- _PROBLEM REQUIREMENTS_
Please rewrite the lines from the one containing "curtain panel: set" through the last line, replacing "dresser" with "cabinet" and leaving everything else unchanged.

- _EXERCISE INPUT_
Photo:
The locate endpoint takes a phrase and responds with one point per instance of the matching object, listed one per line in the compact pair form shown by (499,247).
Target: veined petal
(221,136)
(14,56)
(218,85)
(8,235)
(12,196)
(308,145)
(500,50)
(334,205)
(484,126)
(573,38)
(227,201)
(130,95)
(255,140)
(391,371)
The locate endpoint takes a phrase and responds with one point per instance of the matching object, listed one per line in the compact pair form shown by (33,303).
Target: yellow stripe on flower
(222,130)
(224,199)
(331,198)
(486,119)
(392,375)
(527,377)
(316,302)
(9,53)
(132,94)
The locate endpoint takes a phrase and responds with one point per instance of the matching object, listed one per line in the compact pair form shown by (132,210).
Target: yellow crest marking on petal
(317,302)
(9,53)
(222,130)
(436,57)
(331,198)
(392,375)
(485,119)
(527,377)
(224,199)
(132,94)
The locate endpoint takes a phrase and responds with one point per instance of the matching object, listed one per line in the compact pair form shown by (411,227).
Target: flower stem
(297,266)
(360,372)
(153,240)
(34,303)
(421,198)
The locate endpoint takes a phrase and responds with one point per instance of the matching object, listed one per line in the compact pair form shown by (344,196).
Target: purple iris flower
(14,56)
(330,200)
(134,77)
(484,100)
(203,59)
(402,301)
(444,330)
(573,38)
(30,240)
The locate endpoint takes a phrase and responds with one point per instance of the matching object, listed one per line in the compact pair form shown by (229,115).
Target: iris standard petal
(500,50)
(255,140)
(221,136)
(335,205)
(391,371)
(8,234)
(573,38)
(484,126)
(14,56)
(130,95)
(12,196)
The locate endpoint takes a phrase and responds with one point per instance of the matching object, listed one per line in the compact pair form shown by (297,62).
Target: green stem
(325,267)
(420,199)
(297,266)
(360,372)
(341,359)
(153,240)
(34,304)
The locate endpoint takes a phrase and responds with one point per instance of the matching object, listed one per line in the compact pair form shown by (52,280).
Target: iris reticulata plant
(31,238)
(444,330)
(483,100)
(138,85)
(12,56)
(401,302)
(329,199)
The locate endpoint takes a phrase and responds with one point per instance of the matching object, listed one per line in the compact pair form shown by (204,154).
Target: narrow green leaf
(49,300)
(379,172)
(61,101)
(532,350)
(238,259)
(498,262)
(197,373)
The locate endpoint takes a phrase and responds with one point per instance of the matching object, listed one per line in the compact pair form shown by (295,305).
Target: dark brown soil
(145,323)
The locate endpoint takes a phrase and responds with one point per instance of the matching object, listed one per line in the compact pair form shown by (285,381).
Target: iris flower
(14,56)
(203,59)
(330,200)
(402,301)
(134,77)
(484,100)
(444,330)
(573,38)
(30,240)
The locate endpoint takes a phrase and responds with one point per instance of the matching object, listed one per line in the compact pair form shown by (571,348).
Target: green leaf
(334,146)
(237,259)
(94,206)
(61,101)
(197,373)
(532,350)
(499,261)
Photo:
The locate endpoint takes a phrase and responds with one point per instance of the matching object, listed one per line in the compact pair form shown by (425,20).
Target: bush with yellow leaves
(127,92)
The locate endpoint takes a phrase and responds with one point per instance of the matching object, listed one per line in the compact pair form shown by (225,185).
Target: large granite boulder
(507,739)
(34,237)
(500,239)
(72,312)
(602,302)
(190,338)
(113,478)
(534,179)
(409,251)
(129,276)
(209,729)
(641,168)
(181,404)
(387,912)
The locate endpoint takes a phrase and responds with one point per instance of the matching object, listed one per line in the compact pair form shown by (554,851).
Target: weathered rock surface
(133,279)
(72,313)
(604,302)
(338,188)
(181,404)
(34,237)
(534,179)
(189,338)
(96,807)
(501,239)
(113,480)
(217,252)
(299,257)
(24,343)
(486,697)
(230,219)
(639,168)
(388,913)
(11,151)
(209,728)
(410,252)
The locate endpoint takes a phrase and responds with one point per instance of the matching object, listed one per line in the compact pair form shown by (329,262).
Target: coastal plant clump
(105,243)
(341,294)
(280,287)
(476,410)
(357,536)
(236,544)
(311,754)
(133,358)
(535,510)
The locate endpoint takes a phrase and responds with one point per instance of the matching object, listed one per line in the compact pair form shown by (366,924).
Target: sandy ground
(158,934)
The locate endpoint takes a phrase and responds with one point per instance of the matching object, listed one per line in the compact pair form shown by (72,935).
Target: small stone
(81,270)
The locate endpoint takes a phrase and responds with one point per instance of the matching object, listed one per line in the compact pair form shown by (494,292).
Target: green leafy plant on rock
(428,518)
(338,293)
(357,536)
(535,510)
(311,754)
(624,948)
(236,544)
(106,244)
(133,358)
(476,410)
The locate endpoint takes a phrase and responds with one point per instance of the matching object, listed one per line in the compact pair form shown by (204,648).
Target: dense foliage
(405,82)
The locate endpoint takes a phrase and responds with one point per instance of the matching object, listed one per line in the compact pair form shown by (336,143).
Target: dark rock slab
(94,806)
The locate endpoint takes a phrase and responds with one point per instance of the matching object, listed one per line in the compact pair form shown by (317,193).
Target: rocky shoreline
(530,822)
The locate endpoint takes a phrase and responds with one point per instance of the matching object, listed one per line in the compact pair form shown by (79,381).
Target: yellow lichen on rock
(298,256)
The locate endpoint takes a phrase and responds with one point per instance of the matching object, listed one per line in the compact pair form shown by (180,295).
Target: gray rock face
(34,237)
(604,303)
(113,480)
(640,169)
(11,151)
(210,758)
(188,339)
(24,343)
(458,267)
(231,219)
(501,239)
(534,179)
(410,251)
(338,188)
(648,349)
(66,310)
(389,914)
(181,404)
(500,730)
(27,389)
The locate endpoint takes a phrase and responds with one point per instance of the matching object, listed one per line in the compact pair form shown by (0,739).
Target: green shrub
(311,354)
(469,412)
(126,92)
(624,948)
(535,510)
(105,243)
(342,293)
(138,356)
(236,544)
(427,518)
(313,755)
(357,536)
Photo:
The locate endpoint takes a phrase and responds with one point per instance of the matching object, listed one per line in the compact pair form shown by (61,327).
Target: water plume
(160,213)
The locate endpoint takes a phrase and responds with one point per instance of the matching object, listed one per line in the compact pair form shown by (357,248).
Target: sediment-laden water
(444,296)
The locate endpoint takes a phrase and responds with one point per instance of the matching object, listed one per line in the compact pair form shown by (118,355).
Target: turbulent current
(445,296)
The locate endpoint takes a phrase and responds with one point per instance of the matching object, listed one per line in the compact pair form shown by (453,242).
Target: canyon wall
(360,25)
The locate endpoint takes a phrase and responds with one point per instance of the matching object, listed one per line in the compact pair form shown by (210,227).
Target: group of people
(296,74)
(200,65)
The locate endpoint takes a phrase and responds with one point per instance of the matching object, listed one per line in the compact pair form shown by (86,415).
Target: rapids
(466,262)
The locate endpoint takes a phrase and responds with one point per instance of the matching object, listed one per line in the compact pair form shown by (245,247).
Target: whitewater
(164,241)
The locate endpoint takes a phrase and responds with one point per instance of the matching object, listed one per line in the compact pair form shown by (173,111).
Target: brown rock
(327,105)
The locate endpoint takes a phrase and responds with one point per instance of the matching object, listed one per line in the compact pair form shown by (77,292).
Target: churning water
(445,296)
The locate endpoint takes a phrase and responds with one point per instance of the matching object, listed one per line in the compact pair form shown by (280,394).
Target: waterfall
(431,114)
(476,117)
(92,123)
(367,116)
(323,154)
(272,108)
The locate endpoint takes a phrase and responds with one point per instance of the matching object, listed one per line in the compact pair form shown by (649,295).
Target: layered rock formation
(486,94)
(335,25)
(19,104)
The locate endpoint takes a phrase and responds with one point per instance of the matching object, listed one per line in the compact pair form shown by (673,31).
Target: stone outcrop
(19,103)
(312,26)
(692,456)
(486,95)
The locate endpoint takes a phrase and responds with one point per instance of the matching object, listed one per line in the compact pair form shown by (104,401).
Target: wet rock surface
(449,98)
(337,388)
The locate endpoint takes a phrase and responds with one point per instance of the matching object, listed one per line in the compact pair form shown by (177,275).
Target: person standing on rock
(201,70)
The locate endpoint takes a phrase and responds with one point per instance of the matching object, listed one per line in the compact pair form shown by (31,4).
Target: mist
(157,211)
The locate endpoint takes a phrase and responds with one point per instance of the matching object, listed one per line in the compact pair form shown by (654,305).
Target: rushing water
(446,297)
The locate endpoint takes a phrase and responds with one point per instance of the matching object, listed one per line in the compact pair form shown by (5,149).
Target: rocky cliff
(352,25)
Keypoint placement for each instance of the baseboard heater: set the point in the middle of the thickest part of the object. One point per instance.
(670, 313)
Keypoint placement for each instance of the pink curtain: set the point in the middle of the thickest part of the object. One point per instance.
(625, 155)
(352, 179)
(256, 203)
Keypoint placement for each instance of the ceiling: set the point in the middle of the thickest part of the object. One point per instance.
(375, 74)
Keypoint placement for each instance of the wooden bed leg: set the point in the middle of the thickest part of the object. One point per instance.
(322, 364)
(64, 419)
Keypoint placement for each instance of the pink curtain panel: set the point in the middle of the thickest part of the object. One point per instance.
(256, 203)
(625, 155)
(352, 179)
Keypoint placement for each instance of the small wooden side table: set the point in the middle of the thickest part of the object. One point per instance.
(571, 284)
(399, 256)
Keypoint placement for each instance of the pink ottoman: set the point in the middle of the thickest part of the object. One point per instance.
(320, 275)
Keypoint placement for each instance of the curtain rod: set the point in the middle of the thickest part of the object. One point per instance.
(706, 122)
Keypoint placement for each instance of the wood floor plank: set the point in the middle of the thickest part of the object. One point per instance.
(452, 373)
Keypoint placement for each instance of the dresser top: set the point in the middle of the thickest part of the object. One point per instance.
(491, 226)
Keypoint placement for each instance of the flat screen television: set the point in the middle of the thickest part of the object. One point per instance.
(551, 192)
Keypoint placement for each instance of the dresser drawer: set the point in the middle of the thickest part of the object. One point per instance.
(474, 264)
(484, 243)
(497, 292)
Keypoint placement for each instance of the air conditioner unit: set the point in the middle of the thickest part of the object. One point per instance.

- _EXPECTED ANSWER_
Keypoint placement for each instance of the pink curtain panel: set the point in the middle of the thickest part of the object. One point per instance.
(256, 203)
(625, 155)
(352, 179)
Keypoint placement for each instance of the small wooden side table: set the point in the middle of the thickest part of the object. One point per instance.
(571, 284)
(399, 256)
Keypoint placement for each instance of the pink ottoman: set the point in the middle of the thickest part of the object. One point per instance.
(320, 275)
Keypoint placement for each instance of the curtain rod: set the point in the middle of the thickest part of the object. One point per instance.
(706, 122)
Keypoint placement for each instance of the wood floor plank: set the point in the middle of the thickest part of the object. One point per instance.
(452, 373)
Keypoint placement for each instance of the cabinet top: set the point in the middle of the thickest part of the object. One point per instance.
(491, 226)
Keypoint placement for each instance of the flat screen television: set the point in the middle of the thickest part of the object. One point per instance.
(551, 192)
Keypoint placement for each instance of the cabinet drawer: set the point in the middle of the thickest part of the object. One point per instance.
(474, 264)
(484, 243)
(497, 292)
Keypoint placement for each instance of the air conditioner unit: set the point in the middle of the thickest part of the object. One point per instance.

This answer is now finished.